Problem to solve:
Each line from the one containing "# locate golden" to the end of the records below should be restated word for word; please leave out all other lines.

[[ Records supplied open ]]

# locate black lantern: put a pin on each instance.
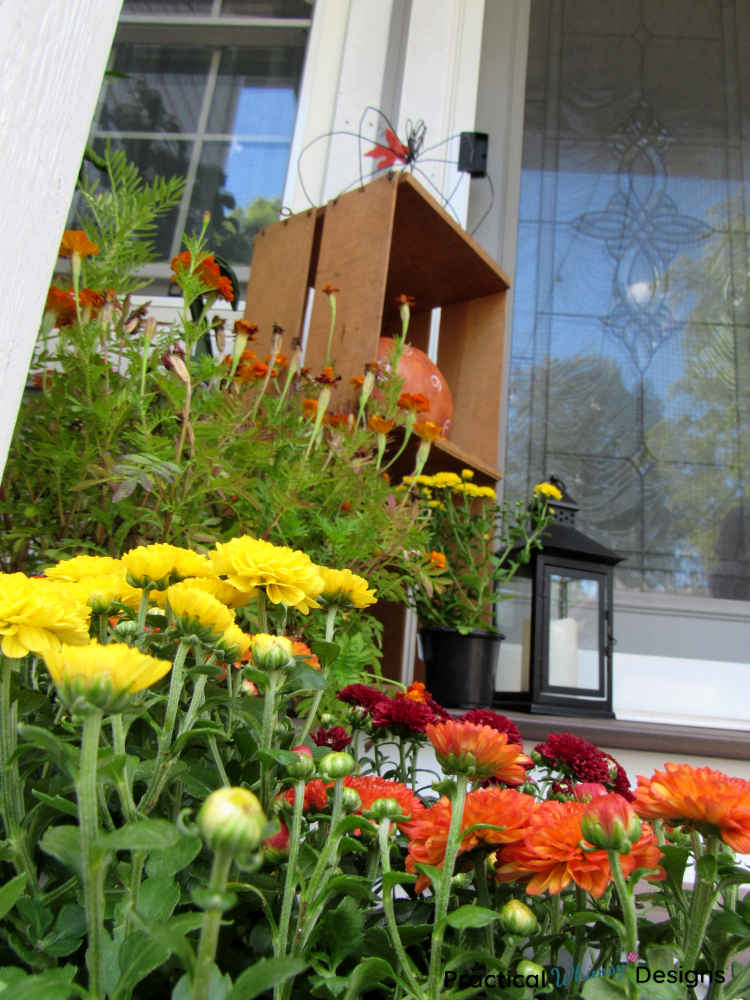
(557, 656)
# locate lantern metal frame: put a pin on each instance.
(575, 555)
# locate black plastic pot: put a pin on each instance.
(460, 669)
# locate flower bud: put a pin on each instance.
(304, 766)
(272, 652)
(386, 808)
(610, 822)
(518, 918)
(350, 800)
(526, 968)
(232, 818)
(337, 765)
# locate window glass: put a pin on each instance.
(631, 325)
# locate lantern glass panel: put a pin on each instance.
(574, 632)
(513, 669)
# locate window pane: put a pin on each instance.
(162, 90)
(630, 355)
(240, 184)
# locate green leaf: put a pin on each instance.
(173, 859)
(603, 989)
(264, 975)
(591, 917)
(471, 916)
(368, 974)
(144, 835)
(390, 879)
(63, 843)
(139, 955)
(10, 893)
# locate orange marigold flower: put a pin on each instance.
(62, 304)
(379, 425)
(428, 832)
(90, 300)
(552, 855)
(249, 330)
(700, 797)
(428, 431)
(337, 419)
(478, 751)
(416, 692)
(76, 241)
(302, 650)
(415, 401)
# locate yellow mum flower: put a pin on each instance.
(345, 589)
(288, 576)
(103, 676)
(36, 615)
(197, 613)
(80, 566)
(548, 490)
(160, 565)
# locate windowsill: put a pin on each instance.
(698, 741)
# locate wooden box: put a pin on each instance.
(373, 244)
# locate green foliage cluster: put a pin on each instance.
(131, 432)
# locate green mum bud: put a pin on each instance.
(272, 652)
(232, 818)
(337, 765)
(518, 918)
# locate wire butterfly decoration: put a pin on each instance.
(388, 152)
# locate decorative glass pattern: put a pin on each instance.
(631, 354)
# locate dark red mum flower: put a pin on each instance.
(402, 715)
(336, 738)
(361, 694)
(484, 717)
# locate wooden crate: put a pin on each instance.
(373, 244)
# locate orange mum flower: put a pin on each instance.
(76, 241)
(478, 751)
(379, 425)
(371, 787)
(415, 401)
(243, 327)
(428, 431)
(428, 832)
(301, 649)
(551, 853)
(707, 800)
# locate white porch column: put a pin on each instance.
(53, 55)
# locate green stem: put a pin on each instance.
(11, 798)
(627, 905)
(159, 776)
(211, 924)
(92, 870)
(407, 966)
(290, 879)
(703, 900)
(443, 888)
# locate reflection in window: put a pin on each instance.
(219, 113)
(631, 346)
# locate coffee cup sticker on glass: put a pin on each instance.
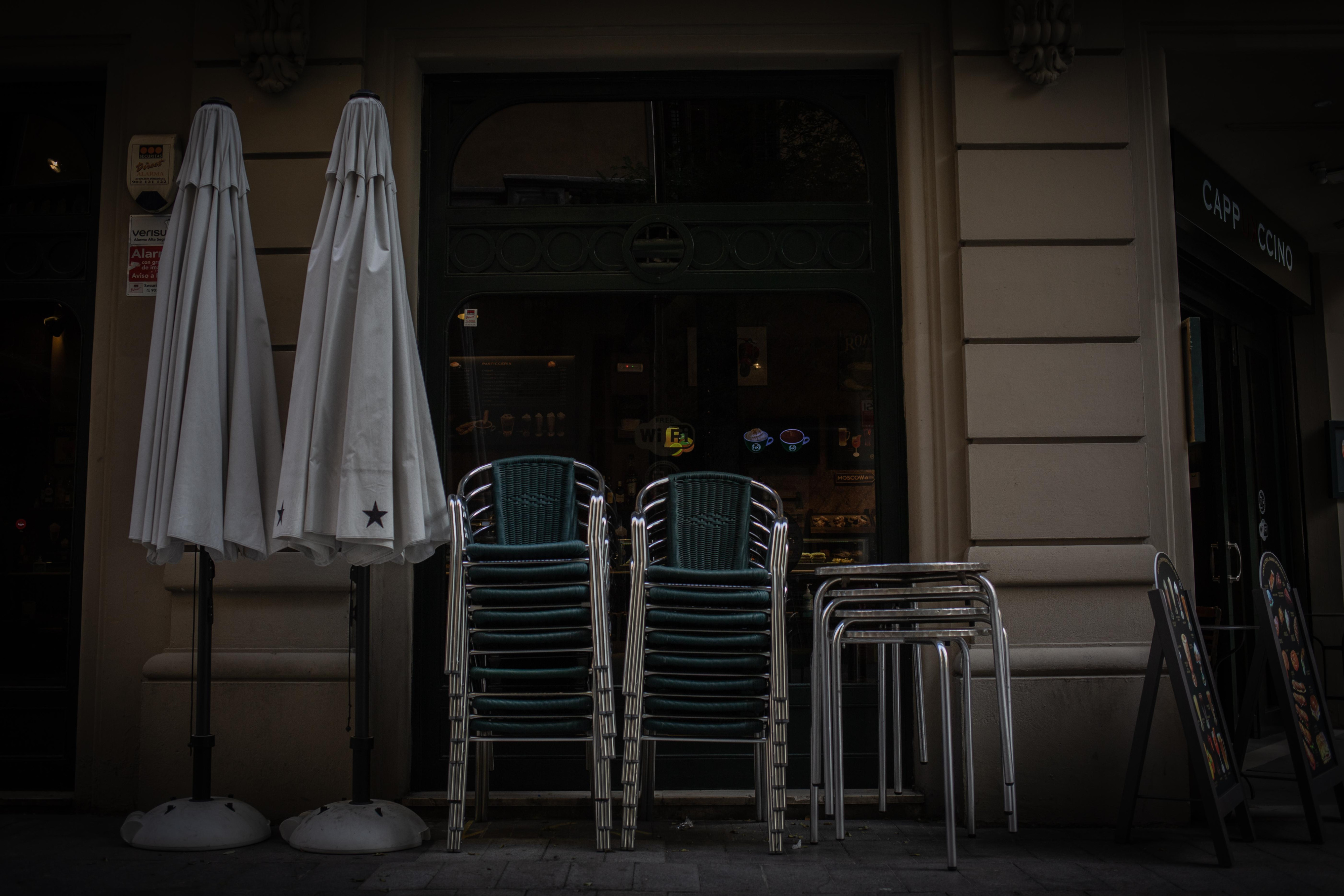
(757, 438)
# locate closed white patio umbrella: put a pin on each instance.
(209, 440)
(361, 475)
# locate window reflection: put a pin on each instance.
(44, 167)
(759, 151)
(556, 154)
(40, 406)
(677, 151)
(776, 386)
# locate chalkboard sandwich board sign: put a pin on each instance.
(1284, 653)
(1179, 643)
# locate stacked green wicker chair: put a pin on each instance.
(529, 655)
(706, 655)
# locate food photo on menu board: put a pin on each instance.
(1291, 649)
(1194, 668)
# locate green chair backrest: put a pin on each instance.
(534, 500)
(709, 520)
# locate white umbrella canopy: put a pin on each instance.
(210, 445)
(361, 471)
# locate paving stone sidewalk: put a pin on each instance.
(83, 855)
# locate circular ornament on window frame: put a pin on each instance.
(605, 249)
(712, 249)
(644, 231)
(847, 248)
(800, 248)
(565, 244)
(753, 248)
(510, 240)
(474, 250)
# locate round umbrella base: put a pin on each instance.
(350, 829)
(185, 825)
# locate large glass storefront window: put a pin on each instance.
(776, 386)
(670, 151)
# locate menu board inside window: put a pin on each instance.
(514, 403)
(1194, 670)
(1294, 657)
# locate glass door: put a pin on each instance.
(50, 155)
(1240, 475)
(662, 273)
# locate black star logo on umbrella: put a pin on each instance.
(376, 516)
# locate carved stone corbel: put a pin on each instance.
(274, 45)
(1041, 38)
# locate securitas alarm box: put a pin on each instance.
(153, 170)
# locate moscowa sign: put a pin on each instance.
(1210, 199)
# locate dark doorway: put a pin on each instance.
(1245, 481)
(607, 253)
(50, 155)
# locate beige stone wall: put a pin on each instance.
(1065, 457)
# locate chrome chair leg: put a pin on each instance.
(759, 777)
(921, 729)
(601, 793)
(485, 760)
(898, 774)
(1003, 686)
(882, 727)
(968, 760)
(835, 789)
(950, 778)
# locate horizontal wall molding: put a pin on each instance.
(1056, 440)
(271, 156)
(1054, 543)
(1083, 147)
(1119, 241)
(1091, 51)
(286, 571)
(236, 63)
(1066, 565)
(255, 666)
(1050, 340)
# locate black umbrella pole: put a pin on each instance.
(362, 743)
(202, 742)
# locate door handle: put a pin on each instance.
(1240, 565)
(1213, 563)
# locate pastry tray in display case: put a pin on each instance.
(833, 553)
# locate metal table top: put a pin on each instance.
(898, 570)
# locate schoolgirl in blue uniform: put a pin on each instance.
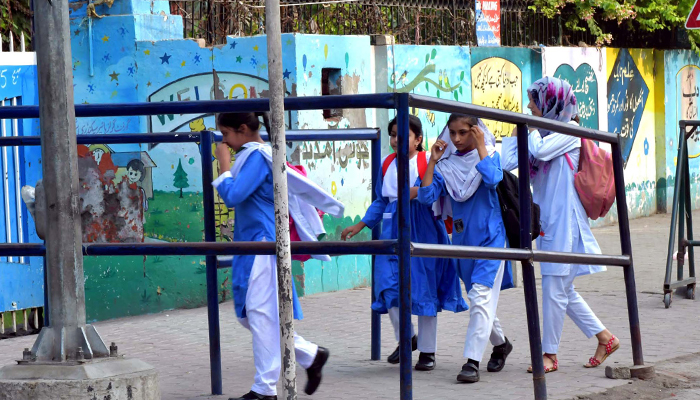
(465, 166)
(434, 282)
(248, 188)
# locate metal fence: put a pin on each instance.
(432, 22)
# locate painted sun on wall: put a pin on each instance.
(497, 83)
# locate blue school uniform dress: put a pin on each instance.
(477, 221)
(252, 196)
(434, 283)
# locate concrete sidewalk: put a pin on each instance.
(175, 342)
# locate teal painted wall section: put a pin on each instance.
(342, 168)
(682, 73)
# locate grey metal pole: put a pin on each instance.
(64, 259)
(279, 177)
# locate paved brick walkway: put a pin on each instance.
(176, 342)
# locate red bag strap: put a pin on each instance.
(422, 164)
(387, 162)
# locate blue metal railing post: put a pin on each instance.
(376, 348)
(529, 284)
(206, 142)
(47, 321)
(626, 247)
(404, 248)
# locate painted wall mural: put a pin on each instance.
(435, 71)
(498, 83)
(499, 79)
(627, 97)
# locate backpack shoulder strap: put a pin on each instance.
(387, 162)
(422, 164)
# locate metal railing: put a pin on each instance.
(682, 212)
(402, 246)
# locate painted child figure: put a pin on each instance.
(434, 282)
(248, 188)
(466, 166)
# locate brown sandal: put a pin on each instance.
(555, 365)
(609, 349)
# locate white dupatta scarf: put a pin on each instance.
(459, 171)
(304, 197)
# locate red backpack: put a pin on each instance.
(422, 167)
(595, 179)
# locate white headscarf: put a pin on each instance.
(461, 177)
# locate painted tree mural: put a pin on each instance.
(180, 178)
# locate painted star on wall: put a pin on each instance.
(165, 59)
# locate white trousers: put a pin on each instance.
(559, 298)
(483, 322)
(262, 319)
(427, 330)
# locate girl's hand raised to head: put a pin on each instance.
(223, 154)
(438, 150)
(478, 136)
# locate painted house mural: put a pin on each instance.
(500, 78)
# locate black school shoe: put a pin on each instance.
(254, 396)
(498, 356)
(394, 357)
(313, 373)
(469, 373)
(426, 362)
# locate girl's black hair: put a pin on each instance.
(473, 121)
(414, 125)
(252, 120)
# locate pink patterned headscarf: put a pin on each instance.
(556, 99)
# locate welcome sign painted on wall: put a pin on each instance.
(488, 22)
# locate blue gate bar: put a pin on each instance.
(431, 103)
(493, 253)
(212, 273)
(626, 247)
(209, 107)
(376, 325)
(293, 135)
(529, 283)
(404, 249)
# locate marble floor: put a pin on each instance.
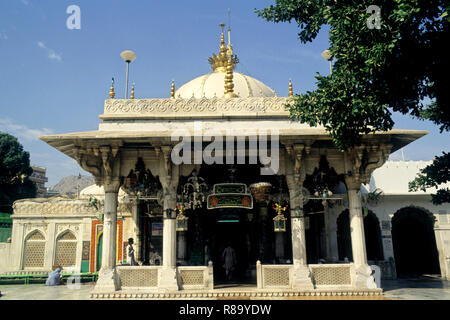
(404, 289)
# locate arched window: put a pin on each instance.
(414, 242)
(34, 250)
(66, 250)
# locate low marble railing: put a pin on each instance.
(273, 275)
(147, 277)
(322, 275)
(138, 277)
(195, 277)
(326, 275)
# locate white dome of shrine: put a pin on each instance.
(213, 84)
(98, 192)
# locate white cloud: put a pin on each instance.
(21, 131)
(52, 55)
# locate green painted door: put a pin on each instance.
(99, 251)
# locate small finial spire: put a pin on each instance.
(229, 28)
(219, 62)
(111, 90)
(172, 90)
(132, 92)
(291, 92)
(229, 85)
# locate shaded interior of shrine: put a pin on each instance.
(249, 231)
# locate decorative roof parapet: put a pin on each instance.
(195, 108)
(56, 206)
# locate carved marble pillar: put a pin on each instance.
(363, 278)
(168, 278)
(169, 182)
(264, 250)
(181, 248)
(360, 162)
(301, 274)
(279, 246)
(108, 279)
(136, 230)
(331, 227)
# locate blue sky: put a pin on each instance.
(55, 80)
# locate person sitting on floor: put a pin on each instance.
(54, 277)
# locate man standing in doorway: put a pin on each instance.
(130, 252)
(229, 258)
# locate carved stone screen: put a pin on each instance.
(66, 250)
(34, 251)
(331, 275)
(276, 277)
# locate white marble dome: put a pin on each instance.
(212, 85)
(97, 192)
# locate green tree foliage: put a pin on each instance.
(402, 66)
(433, 175)
(14, 172)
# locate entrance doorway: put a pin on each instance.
(414, 243)
(99, 250)
(230, 229)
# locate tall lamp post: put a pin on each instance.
(129, 57)
(327, 56)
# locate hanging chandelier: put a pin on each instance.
(140, 183)
(194, 192)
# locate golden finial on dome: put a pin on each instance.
(291, 92)
(229, 85)
(111, 90)
(219, 62)
(172, 90)
(132, 92)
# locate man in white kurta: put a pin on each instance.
(130, 252)
(229, 258)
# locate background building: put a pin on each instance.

[[ Records supplied closed ]]

Finished task:
# locate golden finial on dome: put a pin on each instance.
(291, 92)
(229, 85)
(111, 90)
(219, 62)
(172, 90)
(132, 92)
# locate man in white kurta: put a pin on each instance.
(130, 252)
(229, 258)
# locate background building: put a pin on each instance.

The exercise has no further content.